* [Extracto de fuente]:

_____

Las brasas de mi soflamas se volvían fría cernada con el fino manto de realidad que las dejaba sin oxígeno en los pocos segundos que se tarda en decir que la mayoría va a gusto en la burra, que más vale pájaro en mano y que cuentos no son cuentas. Vamos, imposible una revolución –y menos una revolución pacífica– sin expectativas. No hay violencia política ni en pueblos colmados ni en pueblos desarrapados, hambrientos, engrilletados y escarniados. Si no hay un agujero en la tapia, el burro recibe los palos y las zanahorias sin menearse por no llevar más y no por no llevar menos.

Por eso las destrucciones y matanzas de sátrapas sádicos y atómicos llevan el dolor a límites nucleares. Porque esas expectativas no hicieran un agujero en su tapia le ha puesto un pie en el cuello a un pueblo soberano.

Ahora no es tiempo de utopía. El agua de ese molino parece haber pasado. Las expectativas no siempre miran al frente, al futuro. Las expectativas son esperanzas de lograr algo y ese algo, como vemos estos días, puede ser seguir moliendo como hasta ahora. Esas esperanzas de alcanzar algo también pueden ser alcanzar el pasado.

_____

* [Tarea breve 1]: Devuelve sin cambios el pasaje del fragmento que va desde "Por eso las" hasta "un pueblo soberano.", ambos incluidos.
* [Tarea breve 2]: Resume en dos oraciones el fragmento sobre las expectativas.
Trabaja solo con el fragmento, sin otras fuentes.

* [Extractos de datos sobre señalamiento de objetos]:
_____

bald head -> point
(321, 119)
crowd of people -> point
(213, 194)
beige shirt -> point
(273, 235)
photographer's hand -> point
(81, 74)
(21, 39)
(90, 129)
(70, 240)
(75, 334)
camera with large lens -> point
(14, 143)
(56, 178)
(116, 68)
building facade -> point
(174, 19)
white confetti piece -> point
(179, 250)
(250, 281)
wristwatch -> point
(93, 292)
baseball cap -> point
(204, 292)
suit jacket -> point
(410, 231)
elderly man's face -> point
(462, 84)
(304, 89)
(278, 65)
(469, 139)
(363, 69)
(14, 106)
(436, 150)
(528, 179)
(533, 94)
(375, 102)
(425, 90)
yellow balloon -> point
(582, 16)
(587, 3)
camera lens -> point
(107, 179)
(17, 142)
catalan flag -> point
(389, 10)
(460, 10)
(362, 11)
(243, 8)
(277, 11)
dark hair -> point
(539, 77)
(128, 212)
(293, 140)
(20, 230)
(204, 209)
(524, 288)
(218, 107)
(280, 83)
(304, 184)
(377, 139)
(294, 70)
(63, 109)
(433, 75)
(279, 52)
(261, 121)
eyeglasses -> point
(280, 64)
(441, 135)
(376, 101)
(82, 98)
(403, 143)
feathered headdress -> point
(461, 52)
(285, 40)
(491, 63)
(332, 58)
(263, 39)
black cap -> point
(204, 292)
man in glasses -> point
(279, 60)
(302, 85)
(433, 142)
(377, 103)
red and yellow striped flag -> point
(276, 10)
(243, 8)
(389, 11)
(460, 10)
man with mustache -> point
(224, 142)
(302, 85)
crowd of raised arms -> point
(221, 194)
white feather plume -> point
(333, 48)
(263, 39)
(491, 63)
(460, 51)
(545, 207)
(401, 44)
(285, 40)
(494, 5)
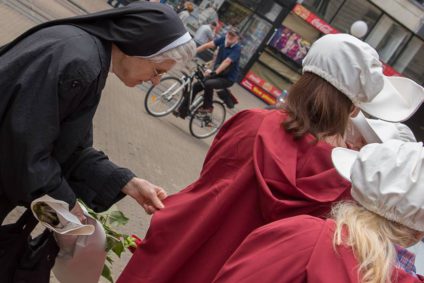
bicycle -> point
(165, 97)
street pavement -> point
(160, 150)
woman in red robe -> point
(366, 241)
(262, 166)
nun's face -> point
(133, 71)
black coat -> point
(50, 86)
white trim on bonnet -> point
(389, 215)
(181, 40)
(329, 78)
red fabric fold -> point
(254, 173)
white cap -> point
(378, 131)
(353, 67)
(387, 179)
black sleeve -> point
(52, 99)
(95, 179)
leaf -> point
(117, 218)
(106, 273)
(111, 242)
(118, 249)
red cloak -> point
(296, 250)
(253, 174)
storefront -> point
(279, 63)
(277, 34)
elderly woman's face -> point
(135, 70)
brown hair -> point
(315, 106)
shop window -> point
(388, 38)
(325, 9)
(253, 35)
(298, 25)
(290, 44)
(411, 62)
(232, 13)
(354, 10)
(269, 9)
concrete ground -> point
(160, 150)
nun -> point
(51, 84)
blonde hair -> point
(372, 239)
(181, 54)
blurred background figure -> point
(185, 13)
(205, 33)
(208, 15)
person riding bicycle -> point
(224, 73)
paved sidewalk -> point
(159, 150)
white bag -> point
(82, 246)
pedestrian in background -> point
(205, 33)
(364, 241)
(267, 165)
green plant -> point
(116, 242)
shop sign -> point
(313, 19)
(263, 84)
(325, 28)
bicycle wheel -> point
(205, 125)
(161, 99)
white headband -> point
(181, 40)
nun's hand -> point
(149, 196)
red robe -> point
(253, 174)
(296, 250)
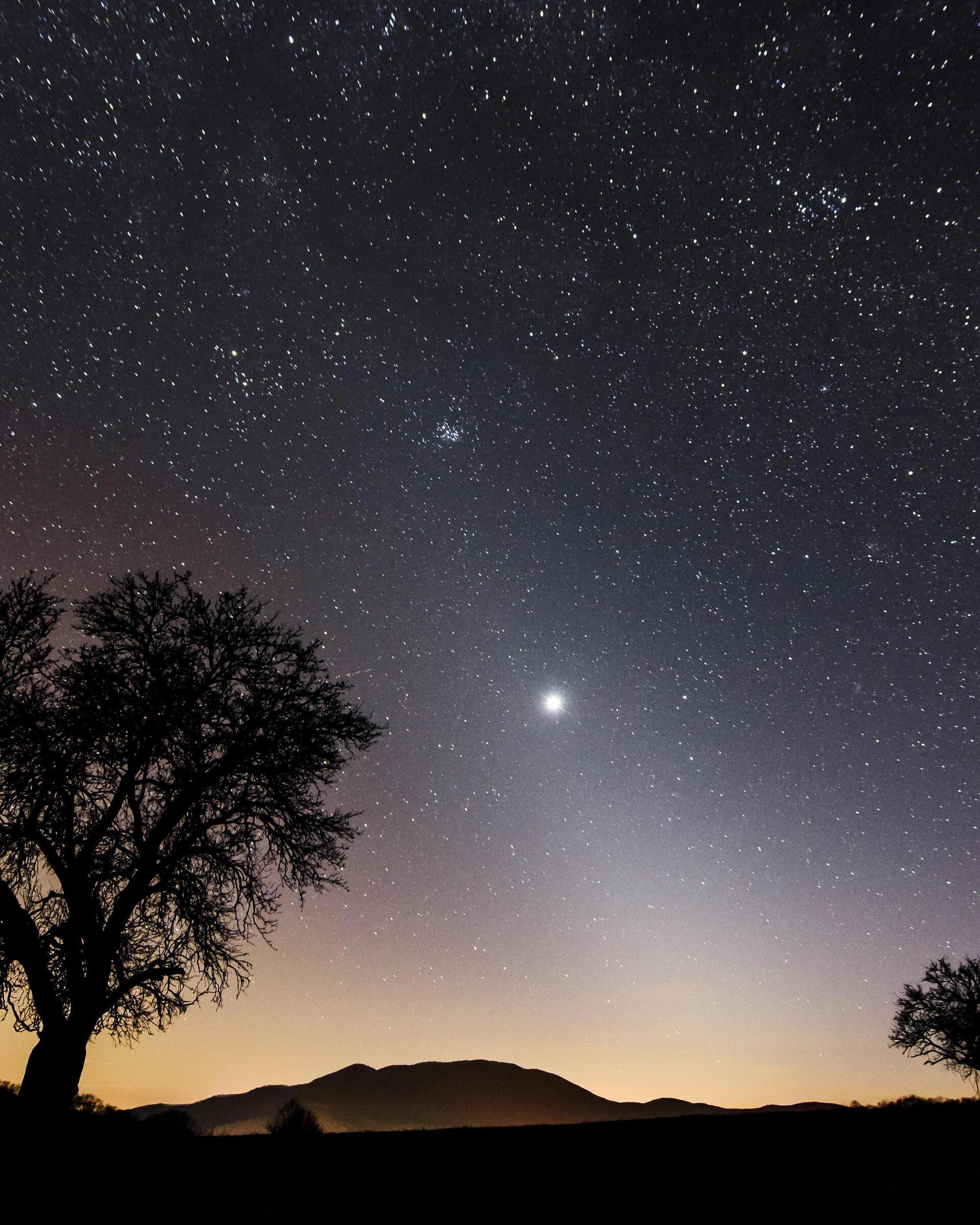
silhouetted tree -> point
(939, 1020)
(172, 1125)
(293, 1120)
(160, 785)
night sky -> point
(617, 352)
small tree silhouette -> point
(160, 786)
(939, 1021)
(293, 1120)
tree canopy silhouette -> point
(160, 785)
(939, 1020)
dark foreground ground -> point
(789, 1167)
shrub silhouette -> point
(172, 1125)
(160, 786)
(293, 1120)
(939, 1021)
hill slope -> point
(467, 1093)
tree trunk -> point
(54, 1067)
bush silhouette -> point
(172, 1125)
(939, 1021)
(293, 1120)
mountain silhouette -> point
(466, 1093)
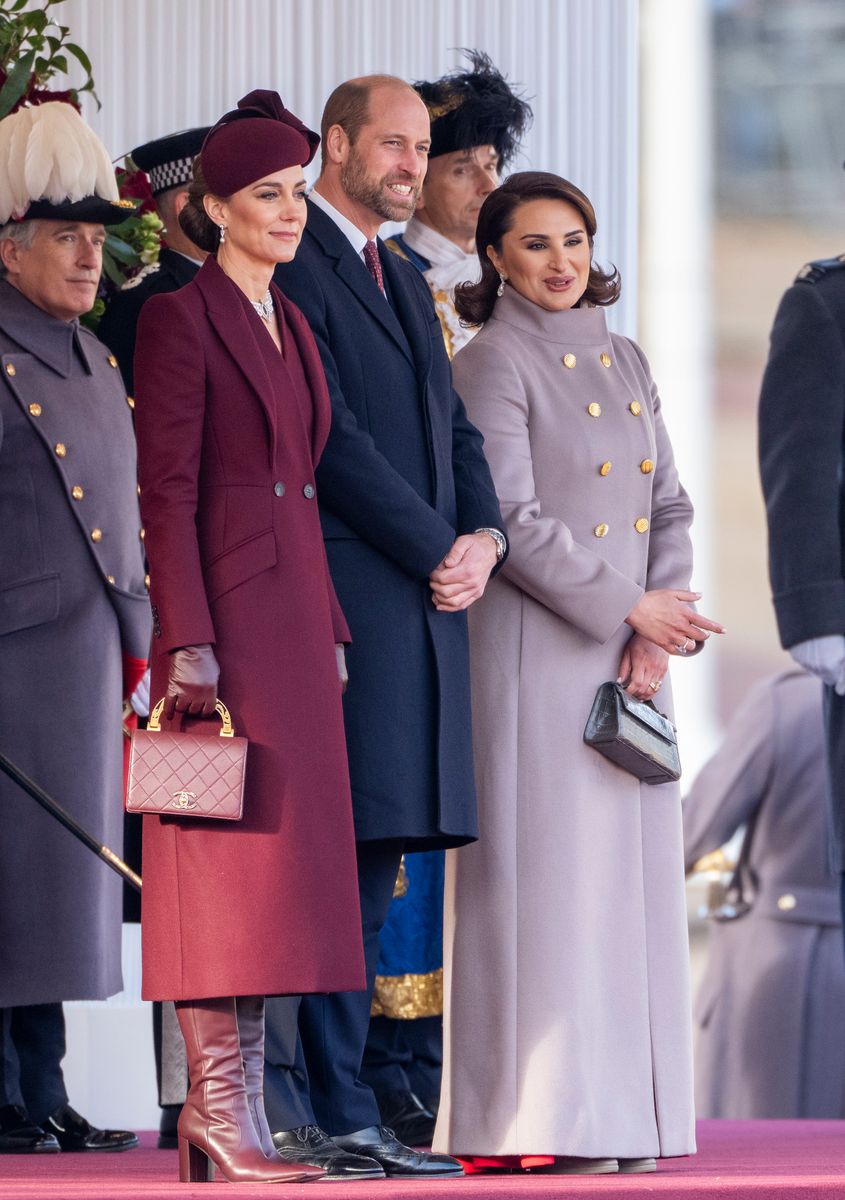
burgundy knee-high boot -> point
(216, 1127)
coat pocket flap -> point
(240, 563)
(28, 604)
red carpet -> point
(762, 1159)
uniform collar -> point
(48, 339)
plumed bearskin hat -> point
(475, 108)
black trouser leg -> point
(334, 1029)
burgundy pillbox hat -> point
(252, 141)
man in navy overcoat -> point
(412, 531)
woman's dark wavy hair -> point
(475, 301)
(193, 219)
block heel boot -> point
(215, 1126)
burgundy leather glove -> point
(342, 673)
(192, 682)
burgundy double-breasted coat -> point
(228, 438)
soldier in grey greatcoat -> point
(75, 622)
(768, 1009)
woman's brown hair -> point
(196, 223)
(475, 301)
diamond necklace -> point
(264, 307)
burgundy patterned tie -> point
(373, 264)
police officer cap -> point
(168, 161)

_____

* [Solución propuesta 1]:
Por eso las destrucciones y matanzas de sátrapas sádicos y atómicos llevan el dolor a límites nucleares. Porque esas expectativas no hicieran un agujero en su tapia le ha puesto un pie en el cuello a un pueblo soberano.

* [Solución propuesta 2]: Sin expectativas es imposible una revolución, y mientras no haya un agujero en la tapia, el burro recibe los palos y las zanahorias sin menearse. Las expectativas no siempre miran al futuro, pues pueden ser la esperanza de seguir moliendo como hasta ahora o incluso de alcanzar el pasado.